One of the news sites that I love to look at is called National Catholic Register. We don't have an actual paper subscription to this great Catholic newspaper, but I try to take a look at the website about once a week. Today, I was scanning the articles listed and saw under "Hot Topics" the title of an article called, "America, We Won't Go Away." Well, to me, that sounds interesting and controversial, two things I like to see in an article. So I clicked on it. Here's just a little bit of the article.
"I’m sure you’ve seen us. We may have made you angry, or sad, or we may have made you turn quickly away and find something else to look at.
You may have seen us two days before Christmas outside the Planned Parenthood building. The old man with the rosary, the college kids in sweats, the sad-looking woman clutching brochures and an “I Regret My Abortion” sign — that was us.
Maybe you felt offended that we stuck abortion in your face as you rushed out to do last-minute shopping, cheered by Christmas songs on the radio. Well, we felt offended that the“clinic” was open that day. We wanted to enjoy ourselves, too.
We may have made you uncomfortable that day. We’re sorry for that. But we’ll be there again at the next town meeting, too. And the next. And the next.
We won’t go away, and we won’t stop talking about abortion. We won’t stop saying, again and again, that this is wrong, and it has to stop."
(Read more: http://www.ncregister.com/site/article/we_wont_go_away/#ixzz1fyj6KdCN)
Wow. Those are just the opening paragraphs! I want to meet whoever wrote this, because it is amazing. This article voices something that every pro-lifer has felt at some point in time. I've gone to the March for Life for the past two years in a row (here's my article about it from this year: March for Life: Reviewing the Day) and it's a really interesting experience.
As the article points out, we don't exactly want to be standing outside, in the 30 degree weather, sometimes in the rain, holding signs. We don't want to be yelled at, screamed at, or have profanities thrown at us. We're not out there because it's our idea of a pleasant Tuesday morning! We're out there, voicing our opinion, showing the truth, because it's the right-and only-thing to do. And we're not planning on stopping anytime soon.
We're also learning courage and fortitude in the face of difficulty. One of my great friends, Katherine Eames, goes once a month with a group of other adults and stands on the corner of one of downtown Seattle's busiest streets. They're with a campaign called Show the Truth, and they stand with signs showing pictures of the effects of abortion. The signs have huge pictures of aborted babies and sometimes have a pro-life message underneath.
We can't always count on others to speak up! We can't always say, "That's awesome...but I could never hold those signs. I don't want to offend anyone." A Protestant pastor named Martin Niemoller, who lived during the Holocaust, once said, "In Germany, first they came for the Communists and I didn't speak up because I wasn't a Communist. Then they came for the Jews, and I didn't speak up because I wasn't a Jew. Then they came for the Catholics, and I didn't speak up because I was a Protestant. And then, they came for me. And by that time, no one was left to speak up."

■ Problem set
**1.** In the blog post, which campaign does Katherine Eames stand with in downtown Seattle?
**2.** Say whether each statement agrees with the blog post, answering yes or no and quoting the deciding words: (a) The writer has a paper subscription to the National Catholic Register. (b) The writer has attended the March for Life two years in a row. (c) Katherine Eames goes out with her group once a week.
**3.** Return the section of the blog post word for word, from "One of the news" up to and including "that was us.".

■ The data

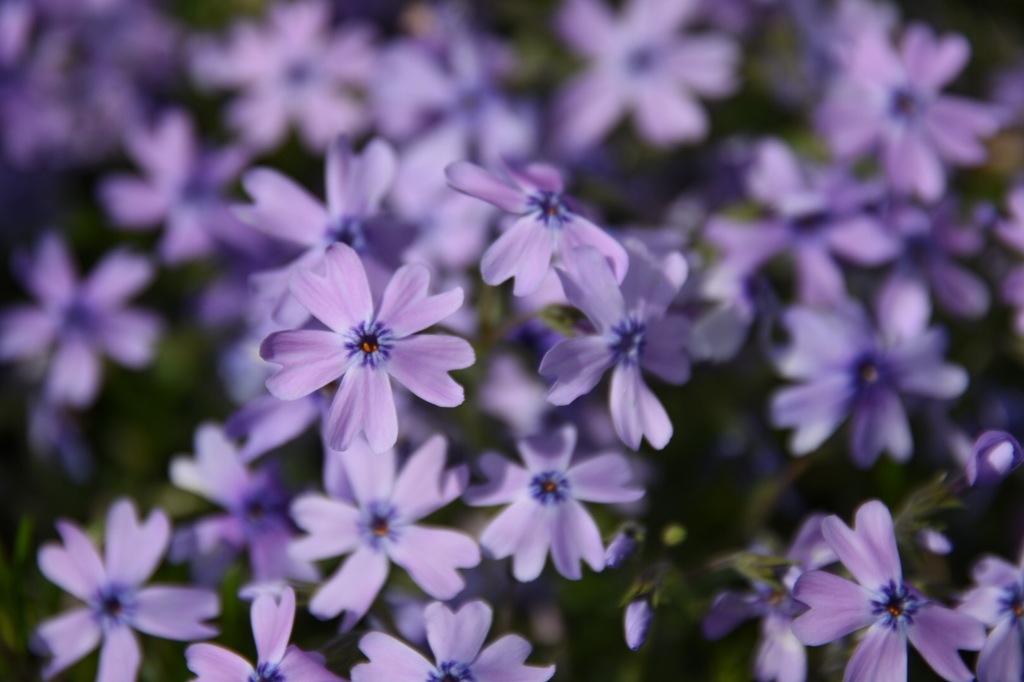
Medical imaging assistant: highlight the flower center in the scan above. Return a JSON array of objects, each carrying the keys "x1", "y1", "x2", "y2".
[{"x1": 529, "y1": 471, "x2": 569, "y2": 506}]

■ Completed exercise
**1.** Show the Truth

**2.**
(a) No: "We don't have an actual paper subscription to this great Catholic newspaper"
(b) Yes: "I've gone to the March for Life for the past two years in a row"
(c) No: "goes once a month with a group of other adults"

**3.**
One of the news sites that I love to look at is called National Catholic Register. We don't have an actual paper subscription to this great Catholic newspaper, but I try to take a look at the website about once a week. Today, I was scanning the articles listed and saw under "Hot Topics" the title of an article called, "America, We Won't Go Away." Well, to me, that sounds interesting and controversial, two things I like to see in an article. So I clicked on it. Here's just a little bit of the article.
"I’m sure you’ve seen us. We may have made you angry, or sad, or we may have made you turn quickly away and find something else to look at.
You may have seen us two days before Christmas outside the Planned Parenthood building. The old man with the rosary, the college kids in sweats, the sad-looking woman clutching brochures and an “I Regret My Abortion” sign — that was us.